## [Text segment]

See also: /docs/help/sqlp.md, Polars SQL reference, scoresql, pivotp, joinp, Recipe: Build a Data Pipeline.
Analyze a SQL query against the stats / frequency / moarstats caches and the query plan — before you run it. Output is a human-readable performance report (default) or JSON. Supports both Polars (default) and DuckDB modes for the underlying plan analysis.
Caches are auto-generated when missing: qsv stats --everything --stats-jsonl and qsv frequency --frequency-jsonl if their outputs aren't already there.
Example: score a join query before running it
qsv scoresql wcp.csv country_continent.csv \
"SELECT wcp.AccentCity, country_continent.continent
FROM wcp JOIN country_continent ON wcp.Country = country_continent.country"Report includes: query plan (EXPLAIN output), type optimization warnings, join key cardinality, filter selectivity, anti-pattern detection (SELECT *, missing LIMIT, cartesian joins, …), and cache freshness.
Example: get JSON output for CI gating
qsv scoresql --json wcp.csv "SELECT * FROM wcp" | jq '.score, .warnings'A SELECT * without LIMIT will earn an anti-pattern warning.
Example: use DuckDB for plan analysis instead of Polars
qsv scoresql --duckdb nyc311.csv "SELECT * FROM nyc311 WHERE status = 'active'"Example: score a query loaded from a .sql file
qsv scoresql data.csv complex_query.sqlOnly the last query in the file is scored.
See also: /docs/help/scoresql.md, sqlp, stats, frequency, Stats Cache & Caching.
Pivot or group-and-aggregate CSV data using Polars. Output is CSV; stdin is not supported. The command has two modes, selected by whether you pass the <on-cols> positional argument:
-
Pivot mode —
qsv pivotp <on-cols> <input>:--indexcolumn(s) become rows, the distinct<on-cols>values become new columns, and--valuesis aggregated into each cell. At least one of--index/--valuesmust be given (the unspecified one defaults to "all remaining columns"). -
Group-by mode —
qsv pivotp <input>(no<on-cols>): a plainGROUP BYaggregation.--indexis required (it's the group key); if--valuesis omitted you get a singlecountcolumn.
For the full flag list see
/docs/help/pivotp.md; the subsections below are the workflow view.
# Complaint Type × Year, counting Unique Keys per cell
qsv pivotp 'Complaint Type' NYC_311_SR_2010-2020-sample-1M.csv \
--index YearReported \
--values 'Unique Key' \
--agg len \
--output nyc311_pivot.csv(Assumes a YearReported column — derive it first with datefmt --formatstr '%Y' --new-column YearReported.)
# Sale Year × Property Class, average Sale Price per cell
qsv pivotp 'Property Class' allegheny_property_sales.csv \
--index 'Sale Year' \
--values 'Sale Price' \
--agg meanPivot on multiple columns and/or aggregate multiple value columns — the generated column names join the parts with --col-separator (default _):
qsv pivotp 'Property Class,Sale Year' allegheny_property_sales.csv \
--index Municipality \
--values 'Sale Price,Lot Area' \
--agg mean --col-separator '::'# count rows per Borough (no --values → a single "count" column)

## [Data extract]
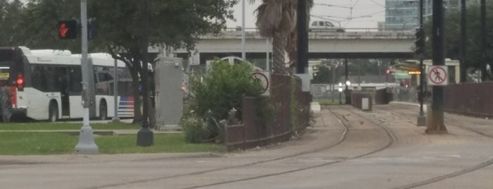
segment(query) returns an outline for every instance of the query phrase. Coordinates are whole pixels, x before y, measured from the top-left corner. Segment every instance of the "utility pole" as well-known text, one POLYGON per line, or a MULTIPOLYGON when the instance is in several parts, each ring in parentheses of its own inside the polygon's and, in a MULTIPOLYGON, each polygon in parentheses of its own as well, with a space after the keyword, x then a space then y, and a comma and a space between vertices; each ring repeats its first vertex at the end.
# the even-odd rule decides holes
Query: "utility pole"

## [Your objective]
Continue the qsv command documentation, starting after its final line.

## [Written answer]
qsv pivotp NYC_311_SR_2010-2020-sample-1M.csv \
--index Borough \
--output borough_counts.csv
# sum/mean per composite group
qsv pivotp allegheny_property_sales.csv \
--index 'Municipality,Property Class' \
--values 'Sale Price' \
--agg mean--agg (default smart) accepts:
| Function | Result |
|---|---|
first / last
|
first / last value encountered |
sum / min / max / mean / median
|
the usual reductions |
quantile@<p> (alias q@<p>) |
linear-interpolation quantile at p ∈ [0, 1]
|
len |
count of values |
item |
the single value in the group — errors if there's more than one (pivot mode only) |
smart |
auto-pick based on the value column's type & statistics |
Since 20.1.0, q@0.5 equals median for even-length groups, and q@0.95 / q@0.99 are the canonical high-percentile choices for latency / SLA work:
# p95 latency per Borough
qsv pivotp --index Borough --values latency_ms --agg q@0.95 nyc311.csvImportant
Group-by mode does not support --agg item or --agg none.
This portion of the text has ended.